* **Task instructions**
All of the data that follows should be retyped exactly, please, except the pictures.

===== Input for this task

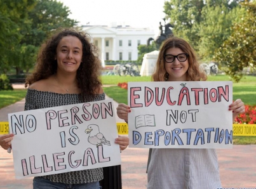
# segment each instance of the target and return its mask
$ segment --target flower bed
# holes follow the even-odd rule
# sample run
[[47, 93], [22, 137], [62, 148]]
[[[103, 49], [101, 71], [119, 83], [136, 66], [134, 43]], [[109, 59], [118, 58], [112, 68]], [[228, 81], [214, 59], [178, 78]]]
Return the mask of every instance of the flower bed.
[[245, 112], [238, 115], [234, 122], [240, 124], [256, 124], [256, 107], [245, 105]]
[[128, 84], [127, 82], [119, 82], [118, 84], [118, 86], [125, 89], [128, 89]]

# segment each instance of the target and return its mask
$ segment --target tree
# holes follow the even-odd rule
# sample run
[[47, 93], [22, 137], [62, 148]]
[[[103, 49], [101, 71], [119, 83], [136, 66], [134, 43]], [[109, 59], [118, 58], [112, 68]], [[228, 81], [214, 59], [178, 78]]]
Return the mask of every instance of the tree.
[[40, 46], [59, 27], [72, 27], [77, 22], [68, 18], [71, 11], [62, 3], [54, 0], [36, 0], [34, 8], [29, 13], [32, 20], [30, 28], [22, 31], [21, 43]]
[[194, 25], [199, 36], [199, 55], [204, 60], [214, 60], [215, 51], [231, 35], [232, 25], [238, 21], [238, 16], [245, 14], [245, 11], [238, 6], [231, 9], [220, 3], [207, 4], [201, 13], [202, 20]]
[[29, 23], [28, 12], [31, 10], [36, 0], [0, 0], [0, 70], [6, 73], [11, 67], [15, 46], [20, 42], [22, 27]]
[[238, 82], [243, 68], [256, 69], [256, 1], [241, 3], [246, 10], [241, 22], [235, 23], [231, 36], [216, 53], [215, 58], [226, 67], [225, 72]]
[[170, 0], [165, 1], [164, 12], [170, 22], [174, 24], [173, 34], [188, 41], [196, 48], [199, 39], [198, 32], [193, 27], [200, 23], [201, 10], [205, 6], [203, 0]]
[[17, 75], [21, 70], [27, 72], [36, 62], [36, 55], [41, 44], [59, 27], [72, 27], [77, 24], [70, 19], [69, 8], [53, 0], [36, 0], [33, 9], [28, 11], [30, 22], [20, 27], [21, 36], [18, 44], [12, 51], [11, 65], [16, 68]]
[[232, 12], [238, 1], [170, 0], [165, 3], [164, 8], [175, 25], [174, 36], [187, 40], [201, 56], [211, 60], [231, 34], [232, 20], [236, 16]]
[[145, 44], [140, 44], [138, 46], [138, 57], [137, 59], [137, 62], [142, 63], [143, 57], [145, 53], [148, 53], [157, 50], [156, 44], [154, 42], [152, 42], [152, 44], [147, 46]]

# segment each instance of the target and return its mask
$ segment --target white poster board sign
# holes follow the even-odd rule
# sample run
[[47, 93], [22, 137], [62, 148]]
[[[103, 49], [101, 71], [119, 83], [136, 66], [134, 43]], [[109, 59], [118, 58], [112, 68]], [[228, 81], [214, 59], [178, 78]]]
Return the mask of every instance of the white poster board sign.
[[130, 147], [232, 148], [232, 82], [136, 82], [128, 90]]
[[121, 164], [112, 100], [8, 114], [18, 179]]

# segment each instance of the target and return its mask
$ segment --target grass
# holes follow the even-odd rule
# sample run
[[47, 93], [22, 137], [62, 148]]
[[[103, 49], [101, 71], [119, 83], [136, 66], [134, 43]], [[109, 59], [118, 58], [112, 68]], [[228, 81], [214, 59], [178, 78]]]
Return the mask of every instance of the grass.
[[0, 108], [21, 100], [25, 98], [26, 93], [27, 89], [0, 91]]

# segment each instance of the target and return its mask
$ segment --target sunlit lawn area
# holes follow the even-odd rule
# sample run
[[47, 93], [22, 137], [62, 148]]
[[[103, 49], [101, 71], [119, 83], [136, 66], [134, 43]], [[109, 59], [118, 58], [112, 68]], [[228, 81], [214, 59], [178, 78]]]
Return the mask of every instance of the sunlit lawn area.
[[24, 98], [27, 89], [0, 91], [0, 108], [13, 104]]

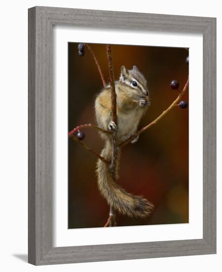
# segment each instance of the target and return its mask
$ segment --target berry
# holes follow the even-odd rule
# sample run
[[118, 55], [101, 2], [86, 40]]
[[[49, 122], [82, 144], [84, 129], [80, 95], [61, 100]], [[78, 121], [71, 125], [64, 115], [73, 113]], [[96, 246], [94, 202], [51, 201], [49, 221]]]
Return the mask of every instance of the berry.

==========

* **Exercise response**
# segment each instance of the target and return its mask
$ segment --target flower bed
# holes follow the even-odd rule
# sample run
[[47, 93], [22, 137], [62, 148]]
[[[103, 49], [101, 71], [119, 83], [136, 66], [134, 43]], [[109, 59], [118, 58], [112, 68]], [[228, 81], [214, 59], [178, 78]]]
Return the mask of every instance of the flower bed.
[[245, 112], [238, 115], [234, 122], [240, 124], [256, 124], [256, 107], [245, 105]]
[[128, 84], [127, 82], [119, 82], [118, 84], [118, 86], [125, 89], [128, 89]]

# segment each instance of the target and return its mask
$ segment --target tree
# holes follow the even-odd rule
# sample run
[[47, 93], [22, 137], [62, 148]]
[[[103, 49], [101, 71], [119, 83], [136, 66], [134, 43]], [[109, 59], [118, 58], [112, 68]], [[228, 81], [214, 59], [178, 78]]]
Return the mask of every instance of the tree.
[[40, 46], [59, 27], [72, 27], [77, 22], [68, 18], [71, 11], [62, 3], [54, 0], [36, 0], [34, 8], [29, 13], [32, 20], [30, 28], [22, 31], [21, 43]]
[[194, 25], [199, 36], [199, 55], [204, 60], [214, 60], [215, 51], [231, 35], [232, 25], [238, 21], [238, 16], [245, 14], [245, 11], [238, 6], [231, 9], [220, 3], [207, 4], [201, 13], [202, 20]]
[[29, 23], [28, 12], [31, 10], [36, 0], [0, 0], [0, 70], [6, 73], [11, 67], [15, 46], [20, 42], [22, 27]]
[[238, 82], [243, 68], [256, 69], [256, 1], [241, 3], [246, 10], [241, 22], [235, 23], [231, 36], [216, 53], [215, 58], [226, 67], [225, 72]]
[[170, 0], [165, 1], [164, 12], [170, 22], [174, 24], [173, 34], [188, 41], [196, 48], [199, 39], [198, 32], [193, 27], [200, 23], [201, 10], [205, 6], [203, 0]]
[[17, 75], [21, 70], [27, 72], [36, 62], [36, 55], [41, 44], [59, 27], [72, 27], [77, 24], [70, 19], [69, 8], [53, 0], [36, 0], [33, 9], [28, 11], [30, 22], [20, 27], [21, 36], [18, 44], [12, 51], [11, 65], [16, 68]]
[[232, 12], [238, 1], [170, 0], [165, 3], [164, 8], [175, 25], [174, 36], [187, 40], [201, 56], [211, 60], [231, 34], [232, 20], [236, 16]]
[[145, 44], [140, 44], [138, 46], [138, 57], [137, 59], [137, 62], [142, 63], [143, 57], [145, 53], [148, 53], [157, 50], [156, 44], [154, 42], [152, 42], [152, 44], [147, 46]]

# segment each instance of the target and return its mask
$ segment --target white poster board sign
# holes follow the even-odd rule
# sample run
[[47, 93], [22, 137], [62, 148]]
[[[103, 49], [101, 71], [119, 83], [136, 66], [134, 43]], [[109, 59], [118, 58], [112, 68]], [[228, 81], [214, 59], [178, 78]]]
Return the mask of every instance of the white poster board sign.
[[130, 147], [232, 148], [232, 82], [136, 82], [128, 90]]
[[121, 164], [112, 100], [8, 114], [18, 179]]

# segment each instance of the target and return its mask
$ segment --target grass
# holes follow the even-odd rule
# sample run
[[47, 93], [22, 137], [62, 148]]
[[[103, 49], [101, 71], [119, 83], [136, 66], [134, 43]], [[109, 59], [118, 58], [112, 68]], [[228, 81], [214, 59], [178, 78]]]
Return the mask of every instance of the grass.
[[0, 108], [21, 100], [25, 98], [26, 93], [27, 89], [0, 91]]

# segment each instance of the target and return its mask
$ segment --target sunlit lawn area
# holes follow the even-odd rule
# sample run
[[47, 93], [22, 137], [62, 148]]
[[[103, 49], [101, 71], [119, 83], [136, 66], [134, 43]], [[109, 59], [118, 58], [112, 68]], [[228, 81], [214, 59], [178, 78]]]
Return the mask of every instance of the sunlit lawn area.
[[24, 98], [27, 89], [0, 91], [0, 108], [13, 104]]

# segment each instance of the target and return its mask
$ segment --target berry
# holes follow the even-odd rule
# sample run
[[118, 55], [101, 2], [86, 40]]
[[[49, 122], [82, 144], [84, 129], [80, 95], [61, 100]], [[78, 121], [71, 125], [64, 115], [73, 113]], [[96, 246], [94, 202], [51, 201], [49, 221]]]
Return the mask of every instance of the berry.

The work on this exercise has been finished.